Stored data entries
════
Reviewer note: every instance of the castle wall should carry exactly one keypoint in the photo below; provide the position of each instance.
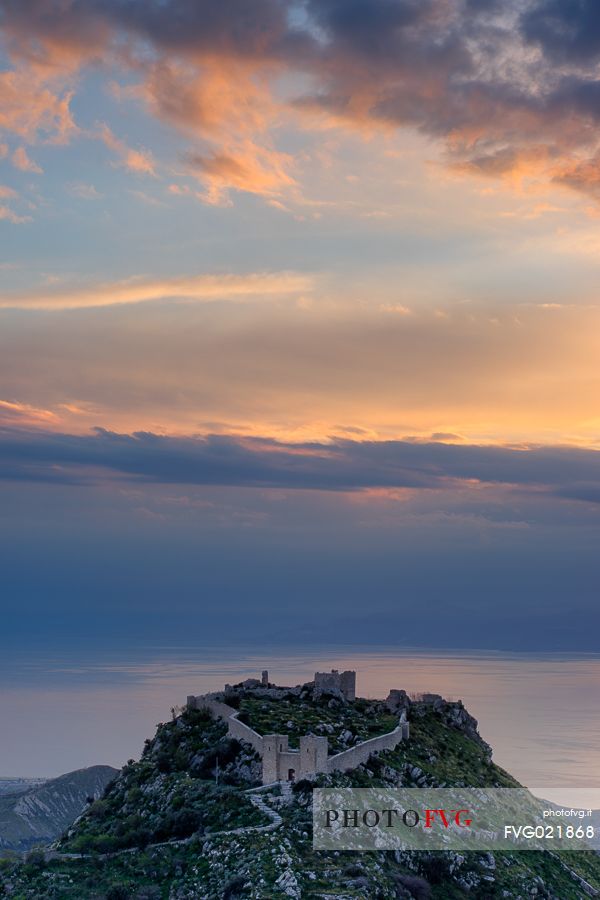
(236, 729)
(337, 681)
(312, 757)
(349, 759)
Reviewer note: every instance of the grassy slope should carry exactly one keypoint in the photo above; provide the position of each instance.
(221, 866)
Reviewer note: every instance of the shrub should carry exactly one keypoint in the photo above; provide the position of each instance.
(418, 888)
(234, 888)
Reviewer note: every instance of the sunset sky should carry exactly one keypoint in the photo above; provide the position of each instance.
(299, 320)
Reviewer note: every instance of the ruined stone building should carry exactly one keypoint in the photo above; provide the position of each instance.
(282, 763)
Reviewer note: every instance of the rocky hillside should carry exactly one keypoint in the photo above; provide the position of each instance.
(40, 813)
(184, 823)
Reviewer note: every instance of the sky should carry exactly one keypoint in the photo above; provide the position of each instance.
(299, 326)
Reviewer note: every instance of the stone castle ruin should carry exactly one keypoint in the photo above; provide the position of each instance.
(282, 763)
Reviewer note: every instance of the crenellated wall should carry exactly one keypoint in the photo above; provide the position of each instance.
(280, 763)
(236, 729)
(349, 759)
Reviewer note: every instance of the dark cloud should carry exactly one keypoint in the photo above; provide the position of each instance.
(459, 70)
(344, 465)
(566, 30)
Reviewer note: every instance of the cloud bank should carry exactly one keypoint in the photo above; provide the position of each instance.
(506, 87)
(339, 465)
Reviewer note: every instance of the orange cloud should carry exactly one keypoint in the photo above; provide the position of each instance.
(32, 109)
(14, 413)
(8, 215)
(139, 161)
(139, 290)
(21, 160)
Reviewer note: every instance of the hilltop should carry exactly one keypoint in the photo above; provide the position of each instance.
(191, 821)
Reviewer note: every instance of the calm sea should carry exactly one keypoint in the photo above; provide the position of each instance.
(65, 711)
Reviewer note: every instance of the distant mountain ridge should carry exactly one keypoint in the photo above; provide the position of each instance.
(40, 811)
(18, 784)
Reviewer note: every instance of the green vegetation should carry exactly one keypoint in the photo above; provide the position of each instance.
(171, 794)
(295, 716)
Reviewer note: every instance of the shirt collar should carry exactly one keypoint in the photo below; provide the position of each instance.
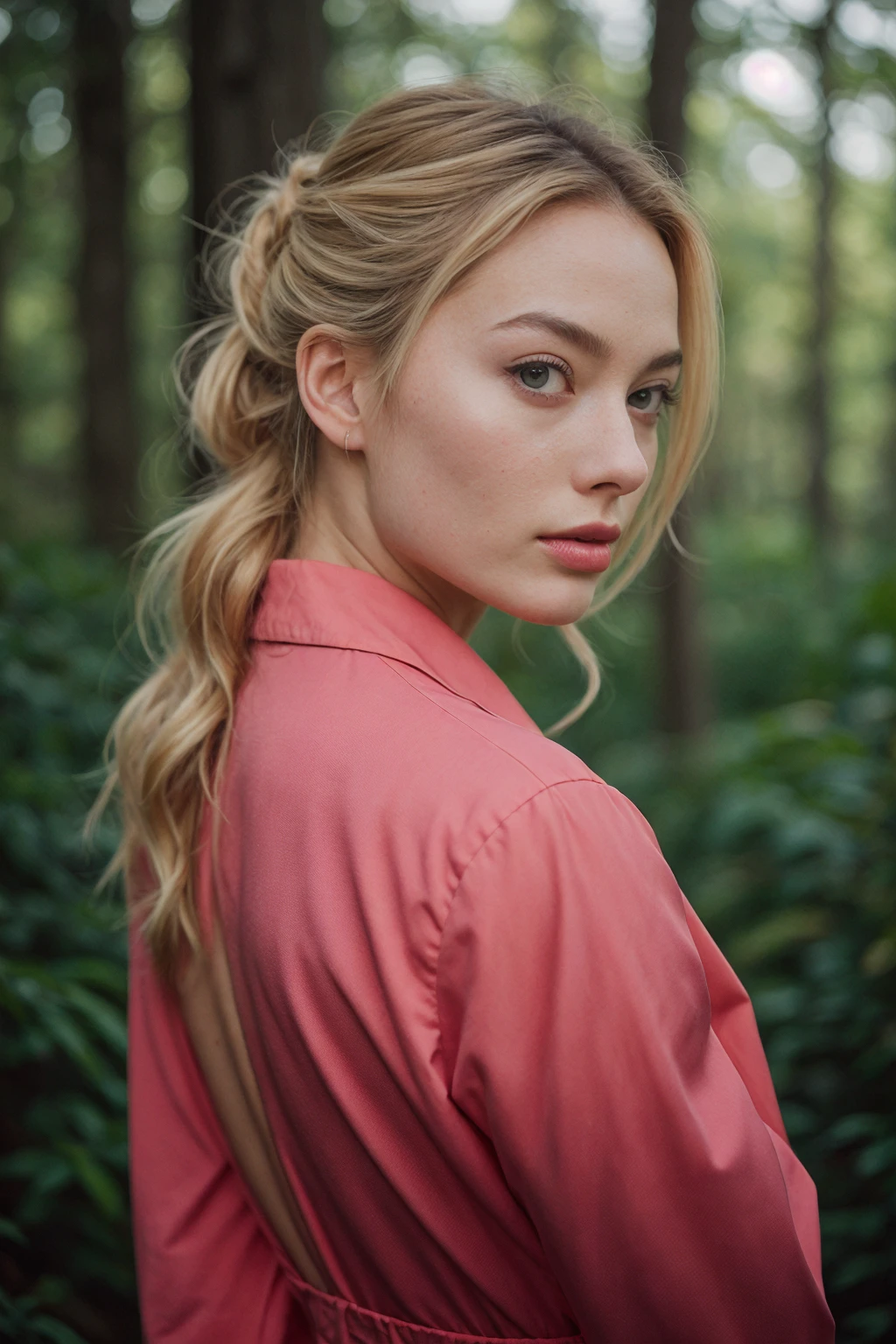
(343, 608)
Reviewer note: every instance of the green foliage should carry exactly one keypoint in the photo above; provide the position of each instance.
(66, 1254)
(782, 831)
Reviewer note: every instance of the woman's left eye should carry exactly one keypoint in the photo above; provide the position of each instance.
(649, 399)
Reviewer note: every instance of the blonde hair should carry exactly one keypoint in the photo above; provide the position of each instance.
(364, 240)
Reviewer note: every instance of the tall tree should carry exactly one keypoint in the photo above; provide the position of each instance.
(256, 74)
(684, 687)
(818, 416)
(109, 438)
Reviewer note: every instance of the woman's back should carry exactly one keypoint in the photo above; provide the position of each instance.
(479, 1022)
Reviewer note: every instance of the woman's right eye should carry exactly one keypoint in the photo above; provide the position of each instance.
(542, 375)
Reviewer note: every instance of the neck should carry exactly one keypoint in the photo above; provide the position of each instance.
(336, 526)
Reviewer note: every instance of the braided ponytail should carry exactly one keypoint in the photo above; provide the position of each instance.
(363, 240)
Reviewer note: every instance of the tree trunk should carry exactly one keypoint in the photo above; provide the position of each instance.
(109, 443)
(256, 75)
(818, 496)
(684, 684)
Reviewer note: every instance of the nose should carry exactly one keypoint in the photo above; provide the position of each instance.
(610, 458)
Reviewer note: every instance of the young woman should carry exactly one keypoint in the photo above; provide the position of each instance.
(424, 1040)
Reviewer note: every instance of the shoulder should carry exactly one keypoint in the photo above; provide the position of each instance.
(359, 714)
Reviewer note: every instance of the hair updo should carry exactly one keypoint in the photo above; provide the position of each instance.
(364, 240)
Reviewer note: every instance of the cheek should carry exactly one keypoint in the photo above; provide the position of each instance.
(451, 441)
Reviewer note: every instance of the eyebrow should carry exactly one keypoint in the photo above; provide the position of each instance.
(592, 344)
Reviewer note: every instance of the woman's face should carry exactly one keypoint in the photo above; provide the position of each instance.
(527, 411)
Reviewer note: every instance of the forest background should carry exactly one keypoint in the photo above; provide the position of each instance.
(750, 689)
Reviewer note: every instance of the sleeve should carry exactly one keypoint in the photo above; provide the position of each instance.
(577, 1031)
(206, 1270)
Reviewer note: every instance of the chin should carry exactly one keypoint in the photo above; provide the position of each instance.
(560, 601)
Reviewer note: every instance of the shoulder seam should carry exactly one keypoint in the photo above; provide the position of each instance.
(547, 788)
(444, 709)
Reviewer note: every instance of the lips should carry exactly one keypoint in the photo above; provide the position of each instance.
(587, 533)
(584, 549)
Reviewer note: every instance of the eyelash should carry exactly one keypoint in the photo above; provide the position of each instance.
(547, 360)
(668, 398)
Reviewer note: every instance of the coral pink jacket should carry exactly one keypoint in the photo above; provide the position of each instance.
(514, 1088)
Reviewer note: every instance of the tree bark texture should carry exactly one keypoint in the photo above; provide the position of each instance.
(818, 413)
(256, 77)
(684, 684)
(109, 458)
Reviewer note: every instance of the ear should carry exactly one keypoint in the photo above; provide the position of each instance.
(328, 373)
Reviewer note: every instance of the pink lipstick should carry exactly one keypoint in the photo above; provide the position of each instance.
(584, 549)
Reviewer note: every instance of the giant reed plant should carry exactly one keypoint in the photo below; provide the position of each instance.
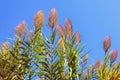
(58, 56)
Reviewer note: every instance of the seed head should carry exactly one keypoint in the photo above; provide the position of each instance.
(53, 18)
(60, 31)
(90, 70)
(68, 26)
(77, 38)
(39, 20)
(21, 29)
(85, 59)
(5, 46)
(107, 43)
(114, 55)
(61, 43)
(98, 64)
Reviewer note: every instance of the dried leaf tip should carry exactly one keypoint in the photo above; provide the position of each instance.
(107, 43)
(77, 38)
(53, 18)
(21, 29)
(69, 29)
(39, 20)
(5, 46)
(61, 31)
(85, 59)
(114, 55)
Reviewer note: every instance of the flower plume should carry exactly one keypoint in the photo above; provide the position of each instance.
(5, 46)
(98, 64)
(53, 18)
(107, 43)
(77, 38)
(61, 31)
(68, 26)
(39, 20)
(114, 55)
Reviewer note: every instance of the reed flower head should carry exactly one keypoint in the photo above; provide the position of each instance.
(90, 70)
(114, 55)
(39, 20)
(53, 18)
(38, 79)
(107, 43)
(21, 29)
(30, 35)
(60, 31)
(61, 43)
(5, 46)
(69, 29)
(77, 38)
(98, 64)
(85, 59)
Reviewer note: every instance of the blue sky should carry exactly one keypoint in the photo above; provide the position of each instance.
(94, 19)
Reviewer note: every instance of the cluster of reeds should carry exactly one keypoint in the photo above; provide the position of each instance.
(59, 56)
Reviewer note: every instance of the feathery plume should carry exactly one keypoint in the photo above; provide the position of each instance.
(61, 43)
(5, 46)
(107, 43)
(21, 29)
(60, 31)
(53, 18)
(98, 64)
(30, 35)
(39, 20)
(90, 70)
(69, 29)
(77, 38)
(85, 59)
(114, 55)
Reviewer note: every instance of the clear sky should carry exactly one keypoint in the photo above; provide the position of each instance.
(94, 19)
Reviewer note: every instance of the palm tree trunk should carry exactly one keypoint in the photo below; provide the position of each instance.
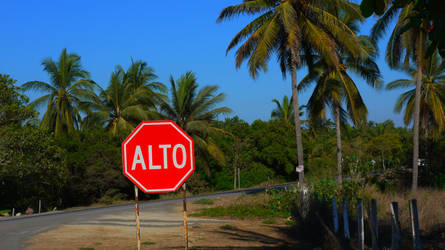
(297, 123)
(338, 133)
(417, 113)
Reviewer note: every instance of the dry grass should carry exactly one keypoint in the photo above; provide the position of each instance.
(430, 203)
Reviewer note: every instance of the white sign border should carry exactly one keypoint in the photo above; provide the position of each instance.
(191, 157)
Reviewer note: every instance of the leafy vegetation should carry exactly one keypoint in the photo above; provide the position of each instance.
(204, 202)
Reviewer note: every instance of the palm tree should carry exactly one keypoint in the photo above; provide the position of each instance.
════
Copy exactly the lines that run from the line containing "Reviewer note: every instance of the clear" to the end of the data above, keeping both end lines and leaving out all pictures.

Reviewer note: every instance of the clear sky should carry exactly one keypoint in the photo above; provide the position of each instance.
(94, 19)
Reviewer note: every instance of the palm tree trunk should carry exactly one keypoint in the photo below; provide the position of each instance.
(297, 123)
(338, 133)
(417, 113)
Reviewer note: every instance of the dry grass should carry exactly one keypoint in the photo above; provide the position of each instance.
(430, 203)
Reviewer note: every instance of the white sign border should carry exactly one keypoint in the photo above; provide the position of each instance.
(191, 157)
Reviewer note: every instance of the leafy vegetation should carry exactly one keypoint in the photo above; provide the position of each instance.
(204, 202)
Reviewer note: every instance of the palm tree should carry exactly one keypoint in the photo above; provide the position of each instance.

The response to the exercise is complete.